The on-field verbals in St Lucia have turned out to be a bit more spicy than the anodyne stuff you normally get out in the middle (“I’ll bowl you a piano, see if you can play that…..”) and it may be time to enhance the TV viewing experience by relocating some of those stump microphones to the dressing rooms. Especially England’s, where stitching together all the conversations about who should be batting at No.3 would be cricket’s equivalent of the Watergate tapes.
“How about you Joe?” “Sorry, captain’s prerogative.” “Bluey?” “Down the order for me. With the gloves if you don’t mind.” “Moeen?” “Been there, done that, and not very well as it happens.” “Jos?” “ Sorry coach. Give me some time to think about it. A couple of years should do.” “Okay, Stokesy then. Stokesy? Stokesy?” “I think he’s just gone to the lavatory, Trev. Could be gone for some time.”
In an ideal world, Joe Root would put his hand up, but you can understand his reasoning. At least at No.4 he manages to get both of his pads on before someone shouts: “You’re in skip!” rather than the customary one, and it also gives him just enough time to have a consoling word with the first man out. “Bloody hell, Keaton. You back again already?”
England’s latest No.3, Joe Denly, was doing the job in St Lucia because the selectors decided that they wanted one more look at Keaton Jennings at the top of the order. This was a bit like – and we’ve all done it – losing your car keys and looking for them, several times over, in the same pocket.

########################################

Assigned task 1 -
Please decide whether each statement below agrees with the cricket column about England's No.3 spot, answering yes or no and quoting the words from the column that settle it.
(a) Joe Denly filled the No.3 position for England in St Lucia.
(b) The writer proposes moving some stump microphones into the dressing rooms.
(c) Joe Root bats at No.3.
Assigned task 2 - Write a continuation of the cricket column about England's No.3 spot, picking up after its final sentence.

########################################

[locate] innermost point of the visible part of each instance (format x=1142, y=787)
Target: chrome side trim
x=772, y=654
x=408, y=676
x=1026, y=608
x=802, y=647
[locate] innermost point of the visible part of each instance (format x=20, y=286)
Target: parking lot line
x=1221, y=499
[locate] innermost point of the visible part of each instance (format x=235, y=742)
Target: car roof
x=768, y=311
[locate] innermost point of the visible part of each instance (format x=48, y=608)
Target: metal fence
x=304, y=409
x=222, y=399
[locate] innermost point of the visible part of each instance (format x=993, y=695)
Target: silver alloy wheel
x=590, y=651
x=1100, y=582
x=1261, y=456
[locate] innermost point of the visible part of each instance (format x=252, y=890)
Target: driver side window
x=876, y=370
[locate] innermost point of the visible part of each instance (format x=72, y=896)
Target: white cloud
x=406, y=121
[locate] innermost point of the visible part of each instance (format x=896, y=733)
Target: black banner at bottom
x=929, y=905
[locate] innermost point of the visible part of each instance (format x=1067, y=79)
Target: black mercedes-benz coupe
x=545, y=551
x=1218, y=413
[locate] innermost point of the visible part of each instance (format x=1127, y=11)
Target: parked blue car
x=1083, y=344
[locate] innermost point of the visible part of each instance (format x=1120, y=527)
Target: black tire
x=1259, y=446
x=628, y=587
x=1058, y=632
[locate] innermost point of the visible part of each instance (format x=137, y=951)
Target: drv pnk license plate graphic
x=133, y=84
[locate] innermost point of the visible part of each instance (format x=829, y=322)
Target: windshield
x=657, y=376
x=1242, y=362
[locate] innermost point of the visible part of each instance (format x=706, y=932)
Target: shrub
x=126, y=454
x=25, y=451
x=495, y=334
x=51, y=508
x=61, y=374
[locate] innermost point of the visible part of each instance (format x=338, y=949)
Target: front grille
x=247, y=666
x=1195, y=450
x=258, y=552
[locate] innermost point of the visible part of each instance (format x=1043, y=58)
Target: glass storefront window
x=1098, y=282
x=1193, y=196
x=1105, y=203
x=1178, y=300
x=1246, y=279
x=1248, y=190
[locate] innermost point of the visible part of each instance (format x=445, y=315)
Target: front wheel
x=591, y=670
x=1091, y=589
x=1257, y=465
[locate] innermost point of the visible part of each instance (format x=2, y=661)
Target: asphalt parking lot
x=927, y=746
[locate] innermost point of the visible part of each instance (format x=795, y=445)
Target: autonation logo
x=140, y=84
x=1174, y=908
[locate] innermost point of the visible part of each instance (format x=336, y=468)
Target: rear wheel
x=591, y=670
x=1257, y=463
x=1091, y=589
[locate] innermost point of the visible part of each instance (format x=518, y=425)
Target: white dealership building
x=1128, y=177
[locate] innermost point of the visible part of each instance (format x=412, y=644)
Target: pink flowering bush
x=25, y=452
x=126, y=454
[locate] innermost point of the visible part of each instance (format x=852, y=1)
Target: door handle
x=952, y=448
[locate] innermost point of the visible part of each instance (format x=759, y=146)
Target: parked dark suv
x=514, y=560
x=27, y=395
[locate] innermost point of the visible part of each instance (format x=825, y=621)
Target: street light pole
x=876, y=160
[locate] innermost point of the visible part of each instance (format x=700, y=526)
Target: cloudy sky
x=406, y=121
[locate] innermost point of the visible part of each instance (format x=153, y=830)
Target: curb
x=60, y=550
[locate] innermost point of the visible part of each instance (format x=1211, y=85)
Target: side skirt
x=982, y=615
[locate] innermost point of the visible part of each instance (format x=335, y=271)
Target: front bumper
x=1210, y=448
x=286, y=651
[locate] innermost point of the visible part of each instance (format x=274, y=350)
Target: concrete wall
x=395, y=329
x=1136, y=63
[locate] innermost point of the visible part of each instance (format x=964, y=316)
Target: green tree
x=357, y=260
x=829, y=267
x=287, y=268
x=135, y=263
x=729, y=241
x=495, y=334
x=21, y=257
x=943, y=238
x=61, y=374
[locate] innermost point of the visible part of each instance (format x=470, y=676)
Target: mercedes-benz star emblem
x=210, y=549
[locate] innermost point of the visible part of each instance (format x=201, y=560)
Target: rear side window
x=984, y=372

########################################

Response box 1 -
(a) Yes: "England’s latest No.3, Joe Denly, was doing the job in St Lucia"
(b) Yes: "relocating some of those stump microphones to the dressing rooms"
(c) No: "At least at No.4 he manages to get both of his pads on"

Response box 2 -
You know there’s nothing in there but a packet of polo mints and a bit of loose change, but maybe, just maybe, your mind’s been playing tricks on you, and on the 15th search they’ll miraculously be there.
Jennings’ second-innings dismissal was unlucky to say the least, so why the broad smile when he looked down to see a bail lying on the ground? Possibly because he knew that this was the last time he’d have to go through all this, and that Bob Willis would now have to find someone else to rottweiler back in the studio.
When they’d finally managed to calm Bob down with a tranquilising dart, the discussion turned to whether, with Denly’s 69, England had stumbled on the long-term solution to the No.3 conundrum. And the verdict? Maybe.
Or then again, maybe not.
The way I see it, though, Denly is an absolute shoo-in. For one thing, the No.3 spot has become the equivalent of a live hand grenade at a pass-the-parcel party, added to which is a fixture list which sees domestic red-ball cricket getting underway at a time of year when the nation’s central heating boilers are still going full blast.
Ergo, any uncapped No.3 trying to make an early case by spending long periods out in the middle will be ruled out for the rest of the summer with frostbite.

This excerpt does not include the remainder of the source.